本発明は、汚水等の汚液を濾過するための濾材、及び、この濾材の製造方法に関する。
従来から、汚水等の汚液を濾過するための濾材が知られている(例えば、特許文献1を参照)。
一般にこの種の濾材は、粒径が5〜10mm程度の大きさをなしており、汚液に対して浮上し得る比重に設定されている。複数の濾材は、濾過システムの水槽内に大量に投入され、所定の箇所に浮上を阻止されて集積し、濾材層を形成する。そして、当該濾材層を汚液が通過することにより、液中に含まれている汚物が物理的に除去されるようになっている。
しかして、従来の濾材は、次のように、混合工程、発泡工程、シート形成工程、及び、打ち抜き工程を経て製造されているのが一般的である。
従来の「混合工程」では、ポリオレフィン樹脂に対し、アゾジカルボンアミドを主成分とした化学発泡剤(以下、単に「ADCA」という)や、重曹を用いた化学発泡剤(以下、単に「重曹」という)を添加して混合物を得る。
従来の「発泡工程」では、前記混合物を、所定のプレス用の金型を用いて加圧・加熱することにより、5倍発泡のブロック状の発泡材料(フォーム)を得る。当該ブロック状の発泡材料は、冷却用の棚等に移動され、一定の期間常温の環境で冷却に供される。
従来の「シート形成工程」では、前記ブロック状の発泡材料を、カッター等によりスライスすることにより、シート状をなす発泡体シートを形成する。
従来の「打ち抜き工程」では、当該発泡体シートを、プレス機により打ち抜き加工し、最終形態となる所定形状(直径約5〜10mm)をなす複数の濾材を得る。
ところが、従来の濾材においては、所期の発泡が行われず長期間に亘って満足のできる浮力が生じない場合があった。
また、従来における濾材の製造方法では、前述したように複数の工程が必要であり、発泡工程をプレス用の金型を用いて行うことから、複数の工程を連続的に行うことができず、必ずしも効率的な製造方法であるとは言えなかった。
さらに、従来における濾材の製造方法では、最終形態となる所定形状の濾材を、プレス機を用いた打ち抜き工程を経て得るようにしている。このため、当該打ち抜き工程において不可避的に余剰部分が発生し、材料ロスが多くなってしまうという不具合があった。

== == ==

指示 A:
行のうち、文字列「stem」を含むものを一つ残らず、そのまま報告してください。大文字と小文字は区別します。
指示 B:
濾材の文章の続きを、最後の文の次から書いてください。
濾材の文章と行は、それぞれ別の出典から取ったものです。

行の抜粋:
== == ==

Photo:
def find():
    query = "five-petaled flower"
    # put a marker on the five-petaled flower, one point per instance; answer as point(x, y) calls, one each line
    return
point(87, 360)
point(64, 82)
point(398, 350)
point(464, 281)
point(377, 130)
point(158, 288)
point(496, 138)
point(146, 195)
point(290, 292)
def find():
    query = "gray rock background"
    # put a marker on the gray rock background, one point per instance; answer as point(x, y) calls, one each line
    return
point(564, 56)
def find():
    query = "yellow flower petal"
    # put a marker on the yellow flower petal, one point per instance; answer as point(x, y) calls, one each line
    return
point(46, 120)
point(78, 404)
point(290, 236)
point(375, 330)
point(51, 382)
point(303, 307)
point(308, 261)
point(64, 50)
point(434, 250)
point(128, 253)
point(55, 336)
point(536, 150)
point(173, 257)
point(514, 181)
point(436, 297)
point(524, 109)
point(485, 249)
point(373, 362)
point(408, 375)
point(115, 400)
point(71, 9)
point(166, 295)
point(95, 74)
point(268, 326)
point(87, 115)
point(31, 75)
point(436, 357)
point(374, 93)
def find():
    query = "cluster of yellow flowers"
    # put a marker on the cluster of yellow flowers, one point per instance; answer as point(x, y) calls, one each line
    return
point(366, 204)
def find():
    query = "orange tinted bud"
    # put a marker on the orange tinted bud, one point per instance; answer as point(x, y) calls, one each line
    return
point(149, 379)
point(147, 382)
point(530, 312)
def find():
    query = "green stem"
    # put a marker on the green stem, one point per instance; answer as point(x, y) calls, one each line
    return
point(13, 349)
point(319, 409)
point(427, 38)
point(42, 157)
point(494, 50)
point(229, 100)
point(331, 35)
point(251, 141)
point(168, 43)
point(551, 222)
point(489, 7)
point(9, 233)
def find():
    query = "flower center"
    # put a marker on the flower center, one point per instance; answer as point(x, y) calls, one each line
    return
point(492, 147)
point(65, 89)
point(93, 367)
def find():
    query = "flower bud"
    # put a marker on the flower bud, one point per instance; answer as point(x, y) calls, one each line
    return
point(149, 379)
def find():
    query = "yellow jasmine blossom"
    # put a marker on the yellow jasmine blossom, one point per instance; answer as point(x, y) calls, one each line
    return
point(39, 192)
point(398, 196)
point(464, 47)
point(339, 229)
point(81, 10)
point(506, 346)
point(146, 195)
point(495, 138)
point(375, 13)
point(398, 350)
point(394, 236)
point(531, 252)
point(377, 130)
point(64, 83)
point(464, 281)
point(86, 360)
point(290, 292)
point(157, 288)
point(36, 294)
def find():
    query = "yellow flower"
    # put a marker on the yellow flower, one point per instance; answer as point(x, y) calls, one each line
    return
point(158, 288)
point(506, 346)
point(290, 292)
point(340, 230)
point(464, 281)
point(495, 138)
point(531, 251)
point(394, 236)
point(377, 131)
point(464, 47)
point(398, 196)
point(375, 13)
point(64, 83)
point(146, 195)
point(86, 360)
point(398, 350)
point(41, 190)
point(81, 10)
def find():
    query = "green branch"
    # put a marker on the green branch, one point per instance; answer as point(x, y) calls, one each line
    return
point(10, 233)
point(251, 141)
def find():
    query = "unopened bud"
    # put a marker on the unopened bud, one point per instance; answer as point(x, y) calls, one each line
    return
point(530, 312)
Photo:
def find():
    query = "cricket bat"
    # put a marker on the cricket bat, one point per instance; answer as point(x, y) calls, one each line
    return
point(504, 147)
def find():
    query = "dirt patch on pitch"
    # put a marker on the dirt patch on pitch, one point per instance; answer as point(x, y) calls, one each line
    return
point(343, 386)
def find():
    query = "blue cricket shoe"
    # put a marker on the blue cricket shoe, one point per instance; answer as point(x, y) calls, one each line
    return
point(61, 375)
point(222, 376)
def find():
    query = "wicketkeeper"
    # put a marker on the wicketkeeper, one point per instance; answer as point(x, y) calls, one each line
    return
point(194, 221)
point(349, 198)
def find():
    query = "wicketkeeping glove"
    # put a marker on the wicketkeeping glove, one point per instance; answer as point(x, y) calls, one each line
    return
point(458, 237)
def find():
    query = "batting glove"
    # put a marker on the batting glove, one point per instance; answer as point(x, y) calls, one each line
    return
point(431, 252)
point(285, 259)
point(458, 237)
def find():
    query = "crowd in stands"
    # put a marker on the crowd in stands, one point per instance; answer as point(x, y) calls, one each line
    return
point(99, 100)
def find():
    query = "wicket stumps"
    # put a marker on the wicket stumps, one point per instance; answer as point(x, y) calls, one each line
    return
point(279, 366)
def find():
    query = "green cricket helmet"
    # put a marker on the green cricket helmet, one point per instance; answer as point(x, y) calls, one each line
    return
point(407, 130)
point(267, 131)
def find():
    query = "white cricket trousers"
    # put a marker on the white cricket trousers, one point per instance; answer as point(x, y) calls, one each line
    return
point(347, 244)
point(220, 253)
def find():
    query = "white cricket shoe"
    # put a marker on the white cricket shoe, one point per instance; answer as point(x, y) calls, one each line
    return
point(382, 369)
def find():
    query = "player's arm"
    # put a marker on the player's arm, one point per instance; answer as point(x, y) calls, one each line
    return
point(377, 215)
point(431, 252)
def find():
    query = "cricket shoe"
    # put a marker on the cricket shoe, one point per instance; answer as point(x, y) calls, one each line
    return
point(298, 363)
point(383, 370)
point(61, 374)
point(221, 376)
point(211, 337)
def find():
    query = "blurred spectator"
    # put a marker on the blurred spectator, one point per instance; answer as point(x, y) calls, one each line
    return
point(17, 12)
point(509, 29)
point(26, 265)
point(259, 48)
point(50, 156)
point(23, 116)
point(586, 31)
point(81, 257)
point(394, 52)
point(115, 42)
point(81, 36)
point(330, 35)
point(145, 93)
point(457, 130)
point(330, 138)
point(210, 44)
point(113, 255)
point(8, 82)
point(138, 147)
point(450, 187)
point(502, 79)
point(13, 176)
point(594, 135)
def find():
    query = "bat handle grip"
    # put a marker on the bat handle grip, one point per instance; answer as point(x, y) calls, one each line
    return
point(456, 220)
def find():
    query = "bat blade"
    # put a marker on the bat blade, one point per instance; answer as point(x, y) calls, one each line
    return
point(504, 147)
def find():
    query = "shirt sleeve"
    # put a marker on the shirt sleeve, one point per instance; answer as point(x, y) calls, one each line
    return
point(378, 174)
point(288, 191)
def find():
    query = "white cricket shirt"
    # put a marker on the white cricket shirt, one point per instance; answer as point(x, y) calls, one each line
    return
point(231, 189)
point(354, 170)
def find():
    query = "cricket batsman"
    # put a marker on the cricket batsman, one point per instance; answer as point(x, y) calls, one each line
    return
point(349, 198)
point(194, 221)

== == ==

回答 A:
    query = "green stem"
    # put a marker on the green stem, one point per instance; answer as point(x, y) calls, one each line

回答 B:
しかも、打ち抜き工程における過大な圧縮に起因して、濾材内の独立気泡が破断してしまい、汚液を吸水し易い連続気泡構造が部分的に形成される等して濾材の浮力が低下してしまうという現象が生じることもあった。
特開2003−299910号公報
本発明は、以上のような事情に着目してなされたものであり、少なくとも、汚液に対する好適な浮力を有した濾材、及び、汚液に対する好適な浮力を有した濾材の製造方法を提供することを目的とする。
すなわち、本発明の濾材は、次の構成をなしている。
請求項1に記載の濾材は、ポリオレフィン樹脂内に、熱膨張性マイクロカプセルを加熱することにより形成された中空球状粒子を複数備えてなる発泡体を主体に構成されているものである。
このようなものであれば、濾材が熱膨張性マイクロカプセルを加熱することにより形成された中空球状粒子を複数備えた発泡体を主体に構成してなるので、発泡体の発泡が好適に行われ、汚液に対して好適な浮力を有するものとなる。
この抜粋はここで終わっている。